▸ **EXERCISE PROMPT**:
Every entry should be returned exactly. Omit none of them.

▸ **Records contained in a dataset**:
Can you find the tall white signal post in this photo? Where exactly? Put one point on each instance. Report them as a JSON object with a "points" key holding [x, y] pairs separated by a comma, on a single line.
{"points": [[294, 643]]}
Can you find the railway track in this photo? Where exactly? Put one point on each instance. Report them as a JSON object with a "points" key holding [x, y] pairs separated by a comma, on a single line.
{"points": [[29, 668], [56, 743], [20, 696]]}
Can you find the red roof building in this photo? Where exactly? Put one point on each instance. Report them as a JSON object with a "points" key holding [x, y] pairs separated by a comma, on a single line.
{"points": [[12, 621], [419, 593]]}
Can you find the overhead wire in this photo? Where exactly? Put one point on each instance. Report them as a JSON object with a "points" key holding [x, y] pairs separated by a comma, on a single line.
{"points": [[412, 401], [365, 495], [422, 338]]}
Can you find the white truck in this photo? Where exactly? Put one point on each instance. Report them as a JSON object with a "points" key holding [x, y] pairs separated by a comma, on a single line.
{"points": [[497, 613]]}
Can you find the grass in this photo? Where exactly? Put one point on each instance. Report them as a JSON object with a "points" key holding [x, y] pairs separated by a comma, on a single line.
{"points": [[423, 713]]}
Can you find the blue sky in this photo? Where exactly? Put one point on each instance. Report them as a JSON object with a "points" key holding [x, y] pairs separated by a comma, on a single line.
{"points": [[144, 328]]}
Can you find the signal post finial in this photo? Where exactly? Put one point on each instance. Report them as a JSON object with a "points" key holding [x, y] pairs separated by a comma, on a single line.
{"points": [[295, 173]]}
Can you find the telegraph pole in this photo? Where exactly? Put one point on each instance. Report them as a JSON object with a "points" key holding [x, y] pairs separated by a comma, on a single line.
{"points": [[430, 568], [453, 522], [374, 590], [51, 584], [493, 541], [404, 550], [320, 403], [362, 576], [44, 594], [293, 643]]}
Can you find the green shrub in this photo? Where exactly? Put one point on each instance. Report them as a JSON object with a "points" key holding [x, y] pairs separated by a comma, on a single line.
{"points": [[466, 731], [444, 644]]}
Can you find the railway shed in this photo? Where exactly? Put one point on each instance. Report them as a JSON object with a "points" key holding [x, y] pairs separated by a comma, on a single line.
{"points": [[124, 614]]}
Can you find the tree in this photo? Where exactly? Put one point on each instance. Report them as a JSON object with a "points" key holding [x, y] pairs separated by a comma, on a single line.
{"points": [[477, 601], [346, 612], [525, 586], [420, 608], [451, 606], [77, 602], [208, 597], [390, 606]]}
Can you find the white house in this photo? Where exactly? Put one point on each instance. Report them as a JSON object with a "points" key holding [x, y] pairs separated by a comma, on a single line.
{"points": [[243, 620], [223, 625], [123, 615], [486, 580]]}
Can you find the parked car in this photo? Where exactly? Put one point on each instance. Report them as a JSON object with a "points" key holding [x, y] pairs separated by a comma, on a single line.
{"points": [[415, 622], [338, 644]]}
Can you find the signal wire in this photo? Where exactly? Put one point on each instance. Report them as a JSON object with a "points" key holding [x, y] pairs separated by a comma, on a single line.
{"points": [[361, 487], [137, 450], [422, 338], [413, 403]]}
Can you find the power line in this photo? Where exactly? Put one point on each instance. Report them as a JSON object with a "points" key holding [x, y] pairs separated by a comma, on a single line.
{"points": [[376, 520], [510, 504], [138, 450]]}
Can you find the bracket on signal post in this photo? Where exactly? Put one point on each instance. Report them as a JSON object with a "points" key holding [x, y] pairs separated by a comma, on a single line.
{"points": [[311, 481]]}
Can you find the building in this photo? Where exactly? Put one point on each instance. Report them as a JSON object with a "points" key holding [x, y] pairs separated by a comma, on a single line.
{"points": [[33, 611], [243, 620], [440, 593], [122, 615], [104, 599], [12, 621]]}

▸ **ANSWER FOR THIS EXERCISE**:
Can you find the tall white signal post in this photo? Where exactly? Put one point on each instance. Report them as a JSON object with a "points" key holding [x, y] pairs separated by a comma, on a single line.
{"points": [[294, 643]]}
Can you find the railway track in this photo? Where exactly? Put one point on each instance. Report them as a JSON object with a "points" key holding [x, y] pairs separated by a comma, on a single line.
{"points": [[29, 668], [56, 743], [20, 696]]}
Can you find the red roof building in this photo? Where exactly? Put one point on each instance. Report them as a JSON object with a "points" key holding [x, y] pairs separated by a comma, on a single line.
{"points": [[12, 621], [419, 593]]}
Can you find the overhead wire in this photo? Where exactly? Put one point on each instance. Report them as a JSON object with a "points" key holding [x, y] pairs separated by a comma, on a single line.
{"points": [[412, 401], [365, 495], [422, 338]]}
Can you find the white truck in this photo? Where exactly? Put one point on each instance. Report them as a JSON object with a "points" key holding [x, y] pairs separated by a comma, on a single line.
{"points": [[497, 613]]}
Can you find the grass in this photo? Where exactly? Put one point on each instance. Report them as a JSON object with a "points" key holding [x, y] pairs separated by a comma, on a single line.
{"points": [[423, 713]]}
Can you find the blue sky in this photo? Where exactly? Put one point on each instance. Report them as a JSON object with a "points" key holding [x, y] pairs separated by a comma, on a single line.
{"points": [[144, 328]]}
Can you find the signal post finial in this photo? Where exactly? Put one point on each instance. Report them as a JSON object with a "points" key holding [x, y] pairs separated by a comma, on a single line.
{"points": [[295, 173]]}
Can you find the telegraph pole in this photo? Where exactly? Put one point on each instance. Report them as a JSON object with a "points" key holding [x, y] pairs separated by a comma, on a single line.
{"points": [[430, 568], [453, 522], [374, 590], [51, 584], [493, 541], [404, 550], [320, 403], [362, 576], [44, 594], [293, 643]]}
Can you find the green shrub in this photo? Where exactly? Put one point on each instance. Report them as a JSON object with a "points" key holding [x, y] pairs separated by a comma, on a single line.
{"points": [[466, 731], [444, 644]]}
Can you find the railway shed in this photo? Where exactly? Put one point on each instance. Report them as a JSON object with a "points" key holding [x, y] pairs separated by a comma, on a single line.
{"points": [[124, 614]]}
Can you find the tree in this photo? Where exactly? Put one point on each instance. Report them as a JSON object with a "points" key holding [x, y] pairs separated by a comma, on a single line.
{"points": [[477, 601], [346, 612], [525, 586], [420, 608], [451, 606], [77, 602], [208, 597], [390, 606]]}
Can you find the white house in this photo? Where exactly? Put one point on each instance. Report them as a JSON object with a "points" key holding [x, y] pairs separated by a comma, on a single line.
{"points": [[243, 620], [223, 625], [123, 615], [486, 580]]}
Can you find the parked car in this photo? Where exactly? Put one point on each instance. Report them as a JSON object with a "points" key holding [x, y] pairs separated by a comma, on a single line.
{"points": [[415, 622], [338, 644]]}
Can you find the signal wire in this photo? Where exactly? Put one point on each instance. Report them as a JSON object with a "points" key holding [x, y] pairs separated by a comma, on a single line.
{"points": [[361, 487], [137, 450], [422, 338], [413, 403]]}
Can you find the power line in this photo? Where exactly? Put one point on each instance. Report them as a JSON object with a "points" key holding [x, y] pairs separated by a comma, on a single line.
{"points": [[376, 520], [510, 504], [138, 450]]}
Can you find the bracket on signal post in this photo? Where exactly? Put one point on each instance. Report them as a JSON object with a "points" key holding [x, y] pairs separated by a comma, on a single line.
{"points": [[311, 481]]}
Can you find the building in this photo? Where exactly? Put one point on each instance. Report them as a JSON object with a "points" key holding [x, y] pairs separated by a comma, on a single line.
{"points": [[33, 611], [243, 620], [440, 593], [122, 615], [104, 599], [12, 621]]}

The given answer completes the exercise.